__提供文__:

——————

日本共産党水戸市議団の土田記代美です。通告に従い一般質問を行います。

 はじめに原子力行政について伺います。東海第二原発の廃炉については中庭議員が代表で質問しましたので、私は、大洗町にある日本原子力研究開発機構の「常陽」について伺います。

機構は常陽の運転再開をめざし、新規制基準による安全審査が行われていますが、それにともない、本市の避難計画も改定され、原発事故前には8キロ圏内だった計画が、5キロ圏内となりました。

常陽は、出力14万キロワットで、新規制基準では30キロ圏内の避難計画が必要となったものを、5キロ圏内でよしとされる10万キロワットに出力を抑えるとして審査申請をしました。しかし、これは「ナナハンを30キロ以下で運転するから、原付バイクの免許でいい」と言っているようなものだと、当時の原子力規制委員長に厳しく批判され差し戻された経緯があります。設計を変更して再度申請したとのことですが、装荷する核燃料の数を減らすなどという変更で、原子炉自体が変わっているわけではないと思われます。

——————

__表示記録__:
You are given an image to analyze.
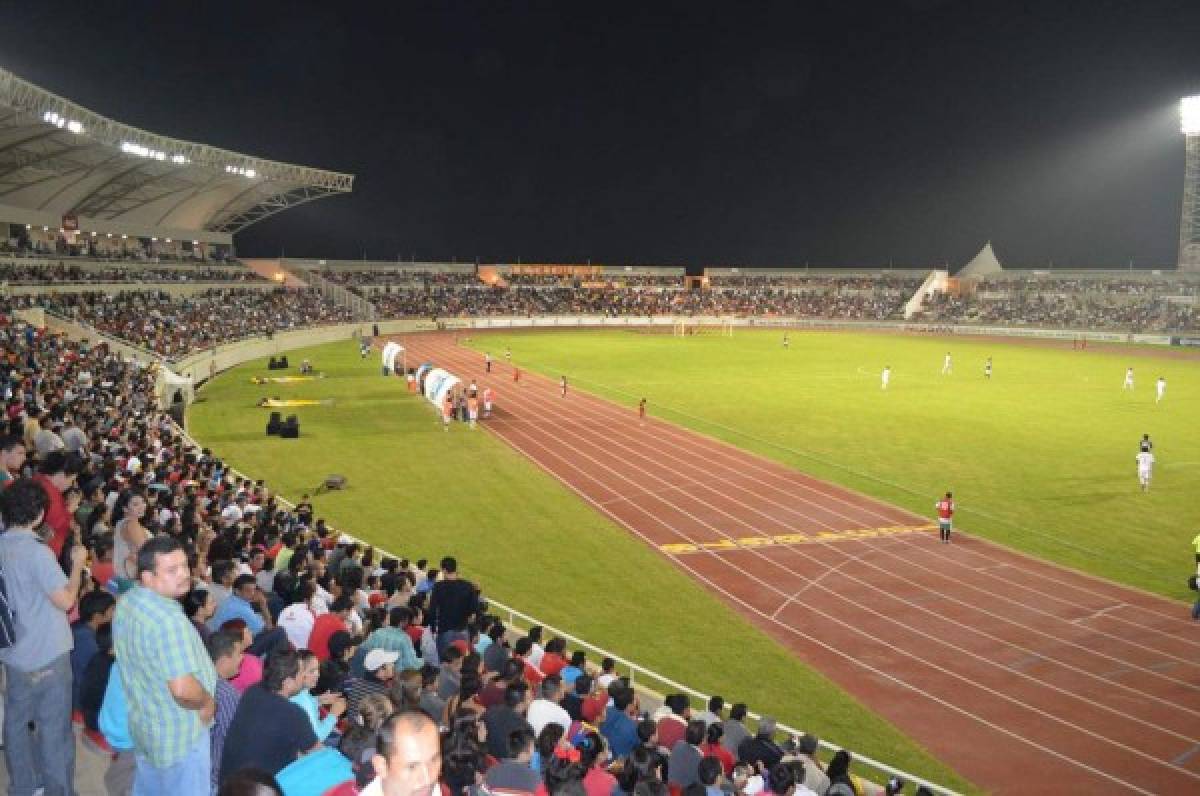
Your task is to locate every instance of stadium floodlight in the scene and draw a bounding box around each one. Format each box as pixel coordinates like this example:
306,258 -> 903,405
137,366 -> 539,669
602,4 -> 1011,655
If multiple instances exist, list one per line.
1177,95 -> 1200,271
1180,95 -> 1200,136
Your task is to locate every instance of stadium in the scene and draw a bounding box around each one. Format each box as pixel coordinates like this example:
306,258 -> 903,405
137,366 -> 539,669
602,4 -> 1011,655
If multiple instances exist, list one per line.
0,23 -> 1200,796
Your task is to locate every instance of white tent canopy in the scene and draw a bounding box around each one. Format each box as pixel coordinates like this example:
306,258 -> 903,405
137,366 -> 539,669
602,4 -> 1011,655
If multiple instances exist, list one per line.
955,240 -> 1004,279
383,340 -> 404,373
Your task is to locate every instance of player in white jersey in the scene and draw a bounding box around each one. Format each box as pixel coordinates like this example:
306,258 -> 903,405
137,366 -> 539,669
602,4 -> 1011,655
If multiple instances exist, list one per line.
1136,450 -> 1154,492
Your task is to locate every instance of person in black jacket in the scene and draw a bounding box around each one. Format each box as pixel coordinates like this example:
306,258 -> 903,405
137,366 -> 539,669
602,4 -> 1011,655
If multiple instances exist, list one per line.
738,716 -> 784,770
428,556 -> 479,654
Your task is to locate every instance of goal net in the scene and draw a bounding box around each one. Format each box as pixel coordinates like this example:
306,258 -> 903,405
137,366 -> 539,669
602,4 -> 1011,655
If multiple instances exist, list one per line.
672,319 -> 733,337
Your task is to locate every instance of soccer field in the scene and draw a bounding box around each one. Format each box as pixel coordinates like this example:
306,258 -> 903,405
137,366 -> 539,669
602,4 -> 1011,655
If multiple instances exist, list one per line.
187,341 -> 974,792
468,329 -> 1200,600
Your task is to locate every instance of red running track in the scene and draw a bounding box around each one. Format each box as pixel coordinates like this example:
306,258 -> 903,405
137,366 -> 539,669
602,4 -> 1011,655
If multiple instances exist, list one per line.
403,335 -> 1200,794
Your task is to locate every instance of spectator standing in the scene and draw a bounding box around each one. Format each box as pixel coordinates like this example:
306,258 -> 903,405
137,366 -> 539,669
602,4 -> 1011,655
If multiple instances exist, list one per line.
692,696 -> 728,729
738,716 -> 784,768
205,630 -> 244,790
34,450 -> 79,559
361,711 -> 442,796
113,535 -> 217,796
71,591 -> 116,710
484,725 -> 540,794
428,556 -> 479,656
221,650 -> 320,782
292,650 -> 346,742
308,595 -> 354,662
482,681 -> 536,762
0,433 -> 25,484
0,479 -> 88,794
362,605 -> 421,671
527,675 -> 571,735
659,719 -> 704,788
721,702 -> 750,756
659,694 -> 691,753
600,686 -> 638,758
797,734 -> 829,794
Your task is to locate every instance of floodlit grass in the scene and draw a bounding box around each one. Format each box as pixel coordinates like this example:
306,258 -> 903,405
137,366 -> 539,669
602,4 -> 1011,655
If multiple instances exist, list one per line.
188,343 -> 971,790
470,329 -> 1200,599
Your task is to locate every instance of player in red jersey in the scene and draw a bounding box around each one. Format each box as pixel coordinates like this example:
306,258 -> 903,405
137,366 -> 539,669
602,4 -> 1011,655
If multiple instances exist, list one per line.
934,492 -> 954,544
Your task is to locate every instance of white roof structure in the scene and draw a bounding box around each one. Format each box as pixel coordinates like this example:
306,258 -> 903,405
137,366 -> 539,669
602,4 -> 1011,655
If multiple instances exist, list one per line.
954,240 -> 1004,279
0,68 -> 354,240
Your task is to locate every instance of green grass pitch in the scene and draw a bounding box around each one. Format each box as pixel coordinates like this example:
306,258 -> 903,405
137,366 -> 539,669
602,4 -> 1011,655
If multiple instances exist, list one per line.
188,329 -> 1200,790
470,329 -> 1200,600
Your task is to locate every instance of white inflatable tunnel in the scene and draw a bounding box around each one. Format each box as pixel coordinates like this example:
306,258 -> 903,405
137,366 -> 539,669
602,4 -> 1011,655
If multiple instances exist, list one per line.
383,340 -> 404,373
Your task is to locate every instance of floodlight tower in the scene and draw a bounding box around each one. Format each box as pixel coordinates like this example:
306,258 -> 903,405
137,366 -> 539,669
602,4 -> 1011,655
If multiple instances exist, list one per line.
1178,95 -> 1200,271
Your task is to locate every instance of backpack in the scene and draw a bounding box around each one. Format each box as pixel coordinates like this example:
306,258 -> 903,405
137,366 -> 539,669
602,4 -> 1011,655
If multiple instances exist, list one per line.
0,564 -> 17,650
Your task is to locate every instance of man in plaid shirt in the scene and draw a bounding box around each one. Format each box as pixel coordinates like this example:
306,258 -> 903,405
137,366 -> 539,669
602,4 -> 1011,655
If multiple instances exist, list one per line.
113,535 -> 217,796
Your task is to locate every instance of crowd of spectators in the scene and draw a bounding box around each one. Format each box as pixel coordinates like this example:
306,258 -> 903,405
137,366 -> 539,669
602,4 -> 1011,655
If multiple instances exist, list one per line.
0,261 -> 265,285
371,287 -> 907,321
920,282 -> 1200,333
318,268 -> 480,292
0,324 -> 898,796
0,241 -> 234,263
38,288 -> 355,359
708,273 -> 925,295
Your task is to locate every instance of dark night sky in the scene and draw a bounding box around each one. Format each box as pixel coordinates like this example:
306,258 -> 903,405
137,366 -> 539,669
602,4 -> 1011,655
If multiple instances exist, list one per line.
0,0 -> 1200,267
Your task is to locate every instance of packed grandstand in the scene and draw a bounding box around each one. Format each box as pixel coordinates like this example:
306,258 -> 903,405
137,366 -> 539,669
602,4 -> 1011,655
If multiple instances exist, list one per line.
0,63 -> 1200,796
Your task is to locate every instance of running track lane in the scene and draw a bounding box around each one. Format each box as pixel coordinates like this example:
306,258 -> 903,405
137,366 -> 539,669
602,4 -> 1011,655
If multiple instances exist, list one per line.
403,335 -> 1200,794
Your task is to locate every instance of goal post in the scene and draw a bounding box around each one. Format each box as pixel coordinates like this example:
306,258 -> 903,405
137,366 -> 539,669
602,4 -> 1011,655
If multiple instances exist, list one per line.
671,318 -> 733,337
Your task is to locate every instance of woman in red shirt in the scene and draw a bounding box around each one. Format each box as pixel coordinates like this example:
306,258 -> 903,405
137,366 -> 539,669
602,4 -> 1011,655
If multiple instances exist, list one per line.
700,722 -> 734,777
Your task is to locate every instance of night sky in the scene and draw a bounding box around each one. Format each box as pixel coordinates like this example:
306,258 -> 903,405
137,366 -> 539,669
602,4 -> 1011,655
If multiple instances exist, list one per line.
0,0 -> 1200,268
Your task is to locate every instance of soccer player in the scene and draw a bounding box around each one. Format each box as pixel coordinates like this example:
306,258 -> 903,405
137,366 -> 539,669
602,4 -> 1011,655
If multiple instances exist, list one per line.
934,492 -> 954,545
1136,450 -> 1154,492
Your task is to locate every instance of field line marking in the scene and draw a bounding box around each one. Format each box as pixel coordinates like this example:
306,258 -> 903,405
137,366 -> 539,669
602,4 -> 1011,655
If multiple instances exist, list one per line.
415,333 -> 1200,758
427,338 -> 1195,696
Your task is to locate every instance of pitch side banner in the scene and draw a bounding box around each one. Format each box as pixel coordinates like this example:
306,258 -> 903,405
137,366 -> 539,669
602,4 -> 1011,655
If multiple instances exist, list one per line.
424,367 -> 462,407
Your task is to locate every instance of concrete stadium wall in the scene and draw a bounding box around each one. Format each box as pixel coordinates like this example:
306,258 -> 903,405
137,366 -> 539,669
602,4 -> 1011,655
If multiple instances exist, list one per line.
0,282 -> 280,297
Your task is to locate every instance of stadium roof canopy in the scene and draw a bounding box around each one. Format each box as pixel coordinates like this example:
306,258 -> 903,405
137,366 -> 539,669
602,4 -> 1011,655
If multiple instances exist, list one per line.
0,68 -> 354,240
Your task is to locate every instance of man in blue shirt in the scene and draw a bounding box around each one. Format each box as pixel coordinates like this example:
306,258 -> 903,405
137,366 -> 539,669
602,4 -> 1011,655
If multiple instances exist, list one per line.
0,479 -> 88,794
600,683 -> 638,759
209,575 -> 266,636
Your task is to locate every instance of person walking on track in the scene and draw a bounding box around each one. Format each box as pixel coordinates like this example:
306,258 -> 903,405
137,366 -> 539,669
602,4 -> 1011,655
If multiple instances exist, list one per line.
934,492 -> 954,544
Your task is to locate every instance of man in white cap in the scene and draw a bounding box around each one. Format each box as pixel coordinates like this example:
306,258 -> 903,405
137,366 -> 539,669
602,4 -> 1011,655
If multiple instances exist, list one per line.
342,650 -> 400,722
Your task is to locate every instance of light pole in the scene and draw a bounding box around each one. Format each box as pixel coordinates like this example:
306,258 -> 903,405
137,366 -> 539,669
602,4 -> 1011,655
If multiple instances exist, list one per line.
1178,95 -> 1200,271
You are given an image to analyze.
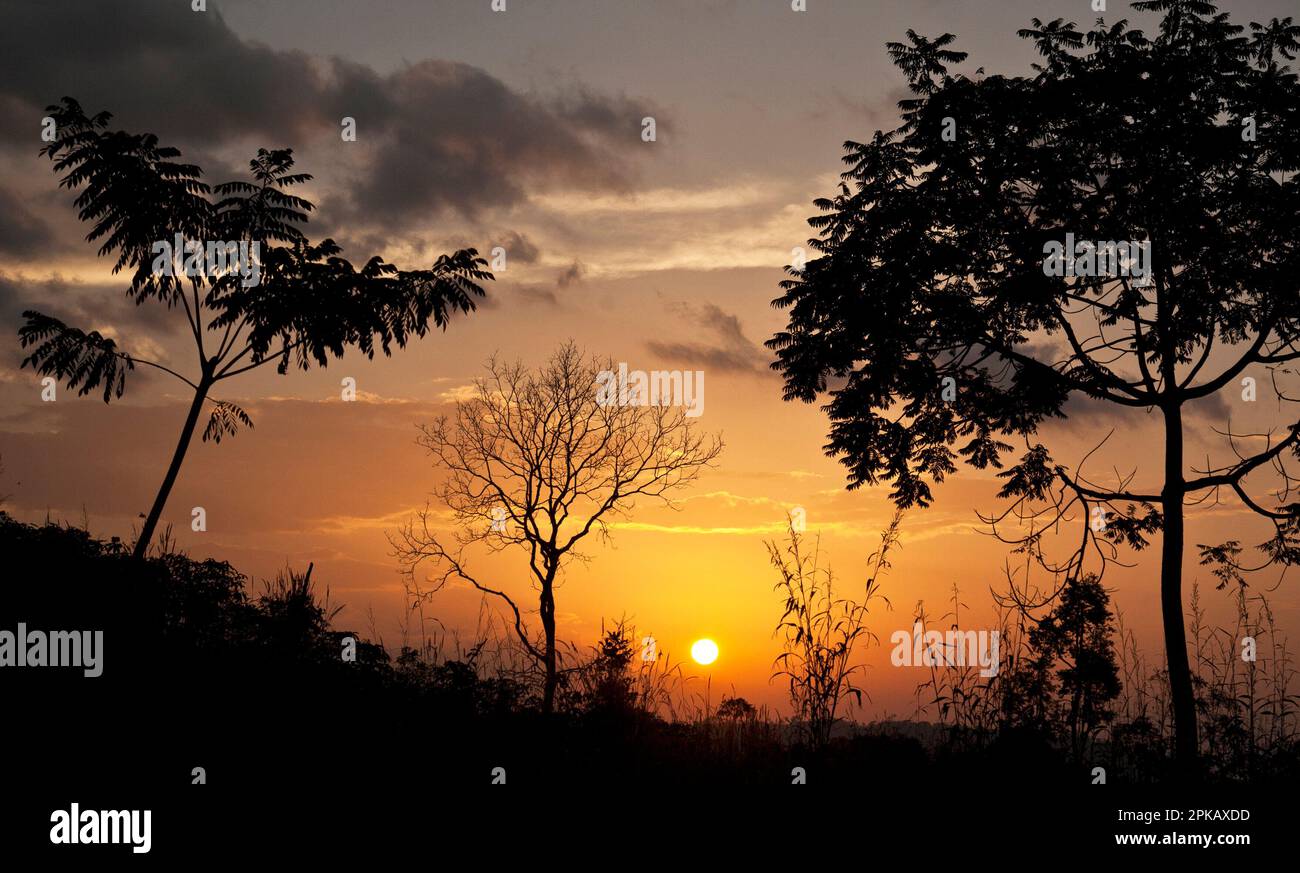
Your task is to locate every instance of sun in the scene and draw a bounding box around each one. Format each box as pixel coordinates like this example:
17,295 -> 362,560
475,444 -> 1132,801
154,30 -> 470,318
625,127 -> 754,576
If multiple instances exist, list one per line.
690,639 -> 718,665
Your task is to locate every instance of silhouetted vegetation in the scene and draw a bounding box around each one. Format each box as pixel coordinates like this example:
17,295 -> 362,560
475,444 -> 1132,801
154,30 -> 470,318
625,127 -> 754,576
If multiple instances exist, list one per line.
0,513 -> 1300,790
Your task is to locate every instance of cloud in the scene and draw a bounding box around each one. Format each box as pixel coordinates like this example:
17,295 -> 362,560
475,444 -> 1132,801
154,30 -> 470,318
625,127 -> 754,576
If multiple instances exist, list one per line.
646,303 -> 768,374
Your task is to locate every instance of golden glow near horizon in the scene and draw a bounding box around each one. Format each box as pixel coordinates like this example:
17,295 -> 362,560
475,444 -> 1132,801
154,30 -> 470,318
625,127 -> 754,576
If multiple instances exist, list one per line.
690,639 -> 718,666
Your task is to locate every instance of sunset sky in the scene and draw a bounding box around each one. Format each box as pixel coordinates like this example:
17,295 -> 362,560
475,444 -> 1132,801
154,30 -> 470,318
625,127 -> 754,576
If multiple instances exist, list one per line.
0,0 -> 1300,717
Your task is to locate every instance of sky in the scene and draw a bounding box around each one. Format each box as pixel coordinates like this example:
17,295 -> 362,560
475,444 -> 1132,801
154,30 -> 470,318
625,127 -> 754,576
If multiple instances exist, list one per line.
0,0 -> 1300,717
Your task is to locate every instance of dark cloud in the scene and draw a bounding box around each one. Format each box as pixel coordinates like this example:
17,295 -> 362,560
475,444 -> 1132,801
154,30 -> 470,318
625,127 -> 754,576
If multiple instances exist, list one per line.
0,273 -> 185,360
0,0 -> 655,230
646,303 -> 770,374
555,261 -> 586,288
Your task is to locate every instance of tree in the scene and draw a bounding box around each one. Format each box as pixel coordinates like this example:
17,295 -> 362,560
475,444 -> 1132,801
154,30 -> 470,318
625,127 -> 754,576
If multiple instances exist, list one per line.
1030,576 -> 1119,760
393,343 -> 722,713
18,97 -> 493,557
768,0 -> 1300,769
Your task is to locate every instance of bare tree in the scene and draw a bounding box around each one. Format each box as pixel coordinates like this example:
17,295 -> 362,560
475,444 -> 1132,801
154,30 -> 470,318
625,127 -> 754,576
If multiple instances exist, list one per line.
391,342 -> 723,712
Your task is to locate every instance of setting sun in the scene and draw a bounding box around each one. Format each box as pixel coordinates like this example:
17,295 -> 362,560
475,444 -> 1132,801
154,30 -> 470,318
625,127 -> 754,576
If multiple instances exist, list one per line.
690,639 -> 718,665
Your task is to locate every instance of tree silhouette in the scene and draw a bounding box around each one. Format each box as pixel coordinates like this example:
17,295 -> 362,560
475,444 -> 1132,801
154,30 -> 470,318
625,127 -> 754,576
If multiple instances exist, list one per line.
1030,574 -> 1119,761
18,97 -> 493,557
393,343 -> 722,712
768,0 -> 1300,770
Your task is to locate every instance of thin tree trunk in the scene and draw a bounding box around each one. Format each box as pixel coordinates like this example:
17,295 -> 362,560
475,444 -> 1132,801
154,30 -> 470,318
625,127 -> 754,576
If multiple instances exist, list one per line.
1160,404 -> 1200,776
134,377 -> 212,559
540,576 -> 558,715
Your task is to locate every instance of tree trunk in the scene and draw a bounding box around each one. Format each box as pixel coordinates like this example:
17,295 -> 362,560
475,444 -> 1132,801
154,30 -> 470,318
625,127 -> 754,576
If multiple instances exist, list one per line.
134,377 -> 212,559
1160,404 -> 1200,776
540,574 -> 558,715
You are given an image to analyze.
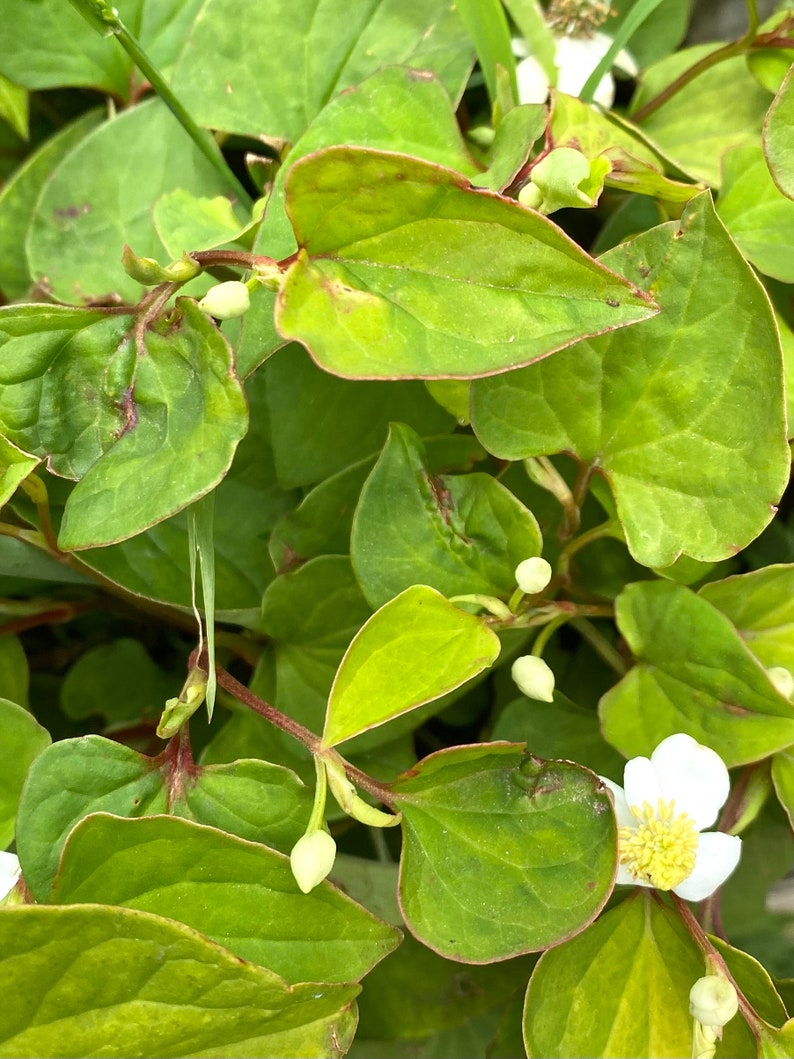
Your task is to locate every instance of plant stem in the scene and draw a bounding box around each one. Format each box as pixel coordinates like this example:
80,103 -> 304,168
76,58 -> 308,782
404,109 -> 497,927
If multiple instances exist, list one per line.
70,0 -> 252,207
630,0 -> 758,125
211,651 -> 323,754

——————

提供文によると、本市の避難計画が改定されて、対象範囲は何キロ圏内から何キロ圏内になりましたか。

8キロ圏内から5キロ圏内になりました。